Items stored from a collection
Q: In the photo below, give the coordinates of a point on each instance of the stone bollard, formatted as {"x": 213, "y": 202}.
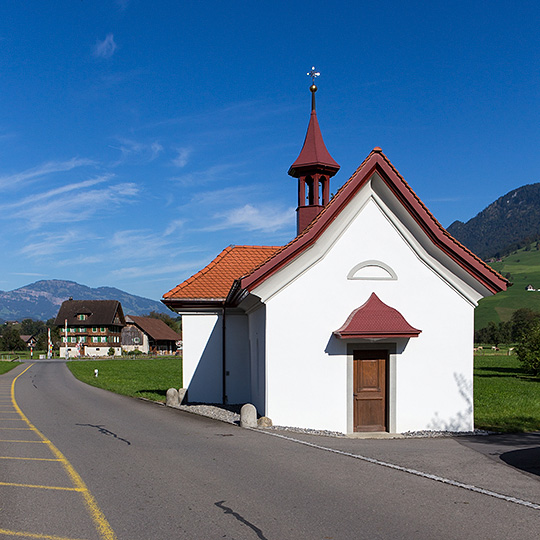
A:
{"x": 248, "y": 415}
{"x": 264, "y": 421}
{"x": 172, "y": 397}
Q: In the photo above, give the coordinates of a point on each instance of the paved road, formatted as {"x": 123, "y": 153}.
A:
{"x": 156, "y": 473}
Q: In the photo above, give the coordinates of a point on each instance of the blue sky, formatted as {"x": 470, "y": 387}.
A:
{"x": 138, "y": 139}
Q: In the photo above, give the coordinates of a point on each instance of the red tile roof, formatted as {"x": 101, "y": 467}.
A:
{"x": 377, "y": 161}
{"x": 214, "y": 281}
{"x": 374, "y": 319}
{"x": 157, "y": 329}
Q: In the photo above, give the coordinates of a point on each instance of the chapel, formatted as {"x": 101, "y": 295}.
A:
{"x": 362, "y": 322}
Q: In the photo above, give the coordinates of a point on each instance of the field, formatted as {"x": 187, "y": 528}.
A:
{"x": 147, "y": 377}
{"x": 524, "y": 269}
{"x": 505, "y": 397}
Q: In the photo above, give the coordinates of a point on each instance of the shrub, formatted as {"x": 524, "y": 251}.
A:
{"x": 528, "y": 351}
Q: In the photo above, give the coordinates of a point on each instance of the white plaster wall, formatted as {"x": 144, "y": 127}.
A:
{"x": 202, "y": 357}
{"x": 307, "y": 366}
{"x": 237, "y": 358}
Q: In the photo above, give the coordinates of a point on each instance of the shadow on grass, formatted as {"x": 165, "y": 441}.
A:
{"x": 513, "y": 424}
{"x": 159, "y": 392}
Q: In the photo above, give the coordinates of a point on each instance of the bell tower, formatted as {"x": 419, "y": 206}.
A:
{"x": 313, "y": 167}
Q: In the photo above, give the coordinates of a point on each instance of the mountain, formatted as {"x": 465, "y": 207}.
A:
{"x": 511, "y": 222}
{"x": 522, "y": 268}
{"x": 42, "y": 299}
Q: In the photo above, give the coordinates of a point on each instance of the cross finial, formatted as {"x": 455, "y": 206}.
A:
{"x": 313, "y": 73}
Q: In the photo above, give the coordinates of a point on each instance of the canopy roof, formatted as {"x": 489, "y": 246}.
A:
{"x": 374, "y": 319}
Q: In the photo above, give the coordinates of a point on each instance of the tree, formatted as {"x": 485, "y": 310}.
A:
{"x": 528, "y": 351}
{"x": 11, "y": 340}
{"x": 175, "y": 324}
{"x": 30, "y": 327}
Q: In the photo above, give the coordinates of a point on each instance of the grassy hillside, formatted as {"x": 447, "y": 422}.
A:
{"x": 524, "y": 269}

TASK BRIEF
Copy verbatim the part of the records that opens with the line containing "the mountain, formatted" and runs through the end of the records, both ends included.

RESULT BELOW
Q: In the photo above, give the coordinates of a point on each instance of the mountain, formatted as {"x": 465, "y": 207}.
A:
{"x": 511, "y": 222}
{"x": 522, "y": 268}
{"x": 42, "y": 299}
Q: In the photo above, give the coordinates of a point on each instance of the cross finial, formatted as {"x": 455, "y": 206}.
A:
{"x": 313, "y": 73}
Q: In the photo above, give the coordinates of a point on each instance of the canopy roof, formatted as {"x": 489, "y": 246}.
A:
{"x": 374, "y": 319}
Q: In the photo above, give the coordinates of a point on each instance of the tree, formatted as {"x": 485, "y": 310}.
A:
{"x": 528, "y": 351}
{"x": 11, "y": 340}
{"x": 175, "y": 324}
{"x": 30, "y": 327}
Q: In the photo above, give the coordinates of a point on each instance of the grassy hillside, formatted as {"x": 447, "y": 422}.
A:
{"x": 524, "y": 269}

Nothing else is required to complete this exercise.